Hence, it becomes essential to manage these with some kind of internal fixation to maintain a good fracture reduction and hence achieve satisfactory functional outcome. There are various methods of management of fractures of both bones forearm in children. Historically, closed reduction and plaster cast application have been the gold standard in the management of these fractures; however, there are increased chances of redisplacement, particularly in older children. As a result, there is a rising trend to fix most of these fractures. Fracture fixation may be done by extramedullary devices such as plates which have various disadvantages such as large incisions, more soft-tissue dissection, more chances of infection, and a resurgery of almost similar magnitude for the removal of implant. Therefore, taking into suggestion made by Shoemaker et al., that the ideal mode of fixation of pediatric forearm fractures should maintain alignment, be minimally invasive and inexpensive, and carry an acceptable risk profile, the trend of fixing these fractures has shifted to use of intramedullary devices such as kirschner wires, rush pins, and recently, titanium elastic nailing system (TENS).,,,,
Kirschner wires/rush pins have the disadvantages that they have to be passed across the physis and do not provide 3-point fixation and have to be supplemented by some external immobilization such as plaster of Paris (POP) splint/cast; hence, early mobilization and excellent functional outcomes cannot be achieved many a times. TENS, on the other hand, is a minimally invasive procedure that spares physis, provides 3-point fixation, and hence, mostly does not requires POP splint/cast, thereby allowing the early mobilization to achieve excellent functional outcomes.
The aim of the present study was to assess the clinical outcome of managing pediatric forearm fractures using TENS.
| Subjects and Methods|| |
The present study was conducted on fifty patients of both bone forearm fractures in the age group of 6–14 years who admitted to the orthopedics department of a tertiary care center during a period of 3 years. Besides age, other inclusion criteria were displaced fractures and fractures where closed reduction failed. A minimum follow-up of 6 months was done to assess the final functional outcome.

Data section:
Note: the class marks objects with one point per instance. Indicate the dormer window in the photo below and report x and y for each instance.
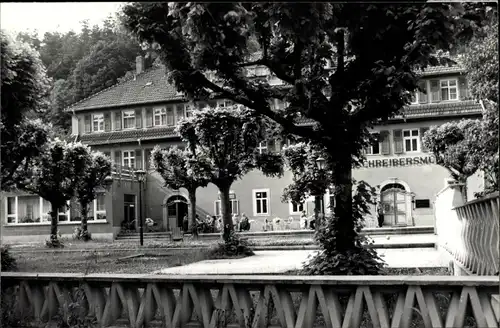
(128, 119)
(160, 116)
(449, 89)
(98, 123)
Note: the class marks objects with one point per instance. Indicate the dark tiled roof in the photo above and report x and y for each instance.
(152, 87)
(128, 135)
(149, 87)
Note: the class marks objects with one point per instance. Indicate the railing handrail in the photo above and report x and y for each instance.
(496, 194)
(486, 281)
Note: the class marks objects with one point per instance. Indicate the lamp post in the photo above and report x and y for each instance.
(141, 176)
(321, 163)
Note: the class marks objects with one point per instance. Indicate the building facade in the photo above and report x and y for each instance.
(128, 119)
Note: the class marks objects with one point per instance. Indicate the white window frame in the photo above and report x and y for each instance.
(254, 202)
(99, 119)
(96, 211)
(234, 204)
(299, 206)
(129, 152)
(129, 115)
(449, 88)
(262, 146)
(411, 137)
(42, 214)
(160, 112)
(369, 150)
(15, 215)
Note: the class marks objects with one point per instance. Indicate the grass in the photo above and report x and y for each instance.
(90, 262)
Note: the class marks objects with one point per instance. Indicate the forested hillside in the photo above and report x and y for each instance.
(83, 63)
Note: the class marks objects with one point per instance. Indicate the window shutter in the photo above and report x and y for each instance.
(87, 122)
(398, 141)
(422, 97)
(149, 117)
(386, 142)
(422, 132)
(463, 90)
(435, 91)
(118, 157)
(107, 122)
(118, 121)
(138, 118)
(138, 159)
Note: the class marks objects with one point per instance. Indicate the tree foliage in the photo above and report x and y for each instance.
(453, 144)
(173, 165)
(376, 51)
(24, 88)
(307, 179)
(53, 175)
(97, 167)
(225, 141)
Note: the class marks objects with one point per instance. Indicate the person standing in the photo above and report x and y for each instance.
(380, 215)
(303, 220)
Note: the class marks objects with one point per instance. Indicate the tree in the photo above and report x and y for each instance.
(481, 63)
(225, 142)
(173, 166)
(96, 171)
(376, 51)
(53, 175)
(453, 145)
(24, 88)
(308, 179)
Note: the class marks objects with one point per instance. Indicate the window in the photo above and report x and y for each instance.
(160, 116)
(411, 140)
(234, 207)
(11, 209)
(374, 149)
(261, 202)
(422, 203)
(98, 122)
(128, 158)
(224, 103)
(170, 116)
(129, 119)
(449, 89)
(180, 112)
(32, 209)
(262, 147)
(296, 208)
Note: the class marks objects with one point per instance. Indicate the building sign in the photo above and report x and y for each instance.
(399, 162)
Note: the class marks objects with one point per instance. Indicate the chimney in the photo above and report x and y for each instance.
(139, 65)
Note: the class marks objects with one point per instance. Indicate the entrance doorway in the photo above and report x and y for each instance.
(177, 208)
(394, 204)
(129, 212)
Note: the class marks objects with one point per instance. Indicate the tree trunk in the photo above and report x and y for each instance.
(54, 209)
(84, 212)
(226, 209)
(192, 209)
(317, 210)
(345, 233)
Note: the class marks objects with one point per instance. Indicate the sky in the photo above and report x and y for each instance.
(53, 16)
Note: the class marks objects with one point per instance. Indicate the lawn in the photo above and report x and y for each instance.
(103, 262)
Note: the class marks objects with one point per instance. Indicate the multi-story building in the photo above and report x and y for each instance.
(128, 119)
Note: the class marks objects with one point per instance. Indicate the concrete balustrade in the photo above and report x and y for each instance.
(257, 301)
(469, 231)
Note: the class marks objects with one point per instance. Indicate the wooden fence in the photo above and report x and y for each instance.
(256, 301)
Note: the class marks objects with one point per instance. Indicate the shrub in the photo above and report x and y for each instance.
(233, 246)
(79, 234)
(8, 262)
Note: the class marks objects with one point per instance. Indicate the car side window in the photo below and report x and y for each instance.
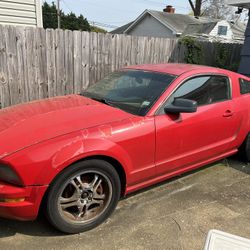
(204, 90)
(244, 86)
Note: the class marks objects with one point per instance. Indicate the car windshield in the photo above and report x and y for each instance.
(133, 91)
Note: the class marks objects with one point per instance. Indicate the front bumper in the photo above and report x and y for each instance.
(21, 203)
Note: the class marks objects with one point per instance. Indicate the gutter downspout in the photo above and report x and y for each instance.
(244, 67)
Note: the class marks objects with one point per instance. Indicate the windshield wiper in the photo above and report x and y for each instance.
(99, 99)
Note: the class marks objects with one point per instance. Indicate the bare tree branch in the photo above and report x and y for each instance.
(192, 5)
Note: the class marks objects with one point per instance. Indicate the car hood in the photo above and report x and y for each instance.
(27, 124)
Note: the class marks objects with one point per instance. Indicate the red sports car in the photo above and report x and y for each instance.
(79, 154)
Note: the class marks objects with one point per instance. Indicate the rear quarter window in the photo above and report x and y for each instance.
(244, 86)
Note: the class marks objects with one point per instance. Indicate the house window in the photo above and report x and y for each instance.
(222, 30)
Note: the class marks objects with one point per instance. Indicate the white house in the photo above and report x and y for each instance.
(168, 24)
(21, 12)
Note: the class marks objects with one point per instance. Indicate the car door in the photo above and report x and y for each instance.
(189, 138)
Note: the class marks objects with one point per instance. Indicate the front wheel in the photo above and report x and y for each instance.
(83, 196)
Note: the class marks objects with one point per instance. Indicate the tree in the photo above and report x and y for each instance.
(219, 9)
(196, 6)
(98, 29)
(68, 21)
(49, 15)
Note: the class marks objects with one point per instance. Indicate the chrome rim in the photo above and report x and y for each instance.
(85, 197)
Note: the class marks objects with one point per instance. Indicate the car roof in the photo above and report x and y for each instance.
(172, 68)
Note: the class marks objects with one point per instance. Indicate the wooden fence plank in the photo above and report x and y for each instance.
(4, 76)
(69, 62)
(37, 63)
(51, 64)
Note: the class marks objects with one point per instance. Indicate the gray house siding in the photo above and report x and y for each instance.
(149, 26)
(21, 12)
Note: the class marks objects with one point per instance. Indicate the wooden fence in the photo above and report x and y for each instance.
(36, 63)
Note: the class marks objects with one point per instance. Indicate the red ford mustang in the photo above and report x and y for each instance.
(79, 154)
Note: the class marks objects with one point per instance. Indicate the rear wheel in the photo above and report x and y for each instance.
(83, 196)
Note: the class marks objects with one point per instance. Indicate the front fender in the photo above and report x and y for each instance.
(39, 164)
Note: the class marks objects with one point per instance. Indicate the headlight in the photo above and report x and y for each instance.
(7, 174)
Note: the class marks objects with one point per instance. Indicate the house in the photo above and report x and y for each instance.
(21, 12)
(245, 54)
(167, 24)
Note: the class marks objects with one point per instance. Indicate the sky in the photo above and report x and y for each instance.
(118, 13)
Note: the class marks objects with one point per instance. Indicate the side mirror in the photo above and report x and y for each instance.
(180, 105)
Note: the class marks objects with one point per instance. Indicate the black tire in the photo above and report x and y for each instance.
(244, 150)
(97, 200)
(247, 148)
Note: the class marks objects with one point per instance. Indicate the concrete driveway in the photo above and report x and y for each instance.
(174, 215)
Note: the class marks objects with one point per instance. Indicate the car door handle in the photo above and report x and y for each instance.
(228, 113)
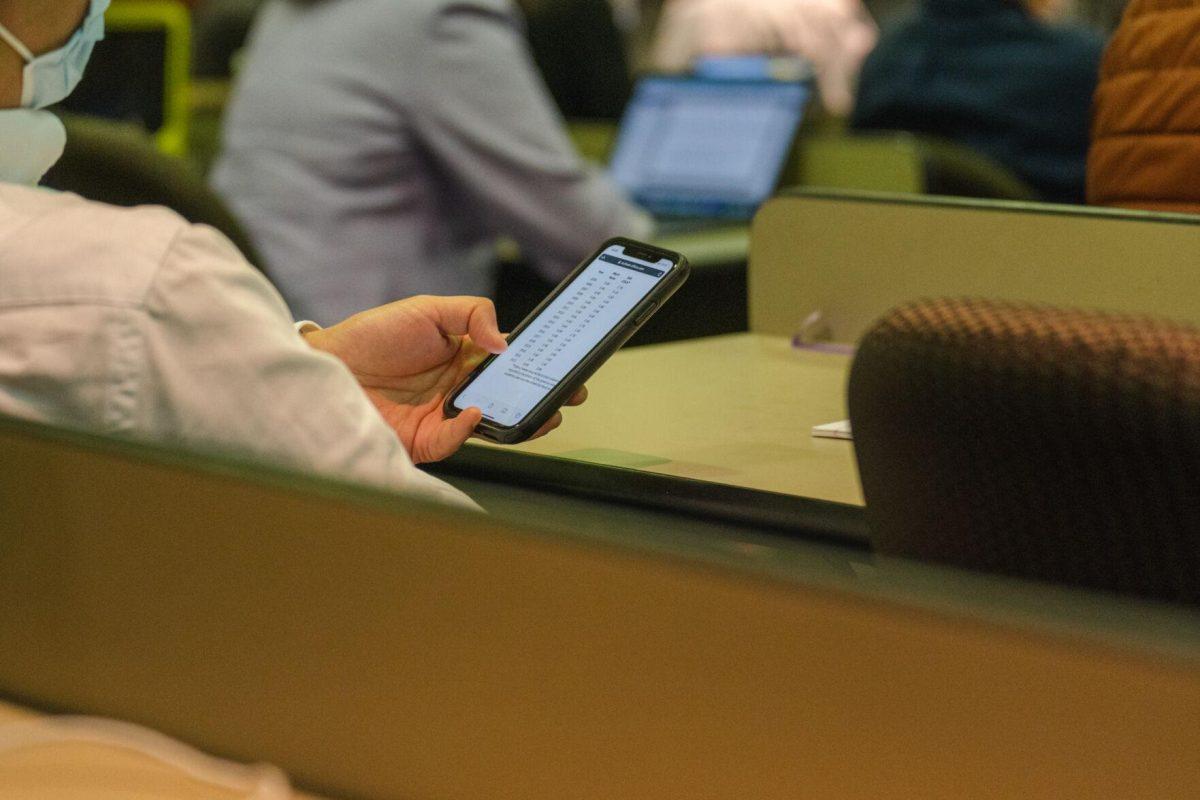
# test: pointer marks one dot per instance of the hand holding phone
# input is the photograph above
(567, 337)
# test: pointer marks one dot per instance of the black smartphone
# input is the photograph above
(567, 337)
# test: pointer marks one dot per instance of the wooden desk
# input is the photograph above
(736, 410)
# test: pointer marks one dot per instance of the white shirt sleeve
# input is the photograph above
(226, 370)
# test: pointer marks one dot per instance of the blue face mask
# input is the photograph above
(51, 77)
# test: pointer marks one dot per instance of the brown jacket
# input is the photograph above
(1146, 118)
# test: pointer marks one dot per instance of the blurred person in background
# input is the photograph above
(135, 323)
(378, 149)
(579, 47)
(1003, 77)
(1146, 115)
(832, 35)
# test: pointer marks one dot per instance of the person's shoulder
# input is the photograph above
(1072, 49)
(64, 246)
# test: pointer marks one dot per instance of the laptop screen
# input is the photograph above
(691, 146)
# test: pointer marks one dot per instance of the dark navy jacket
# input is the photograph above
(985, 73)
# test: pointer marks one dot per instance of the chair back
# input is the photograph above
(376, 647)
(118, 163)
(1049, 444)
(139, 73)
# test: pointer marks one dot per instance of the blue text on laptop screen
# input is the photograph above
(706, 146)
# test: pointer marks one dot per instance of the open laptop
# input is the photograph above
(701, 151)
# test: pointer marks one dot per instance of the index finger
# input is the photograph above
(465, 314)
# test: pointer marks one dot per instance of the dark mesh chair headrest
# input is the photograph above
(1060, 445)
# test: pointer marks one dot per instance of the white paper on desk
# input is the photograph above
(839, 429)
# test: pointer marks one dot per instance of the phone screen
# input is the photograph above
(562, 335)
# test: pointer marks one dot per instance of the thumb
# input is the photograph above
(453, 433)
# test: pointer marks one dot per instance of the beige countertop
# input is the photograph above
(733, 409)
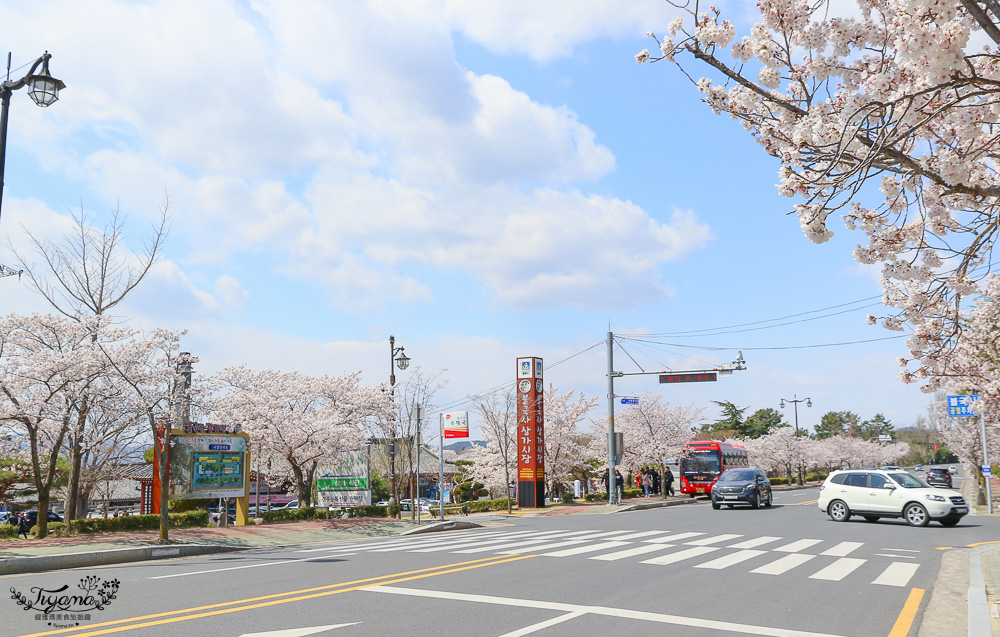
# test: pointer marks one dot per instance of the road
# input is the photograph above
(683, 570)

Exercise:
What was the age range of the patients in the study described in the excerpt on pediatric forearm fractures? The material plays no part in what is asked here.

Written answer:
6–14 years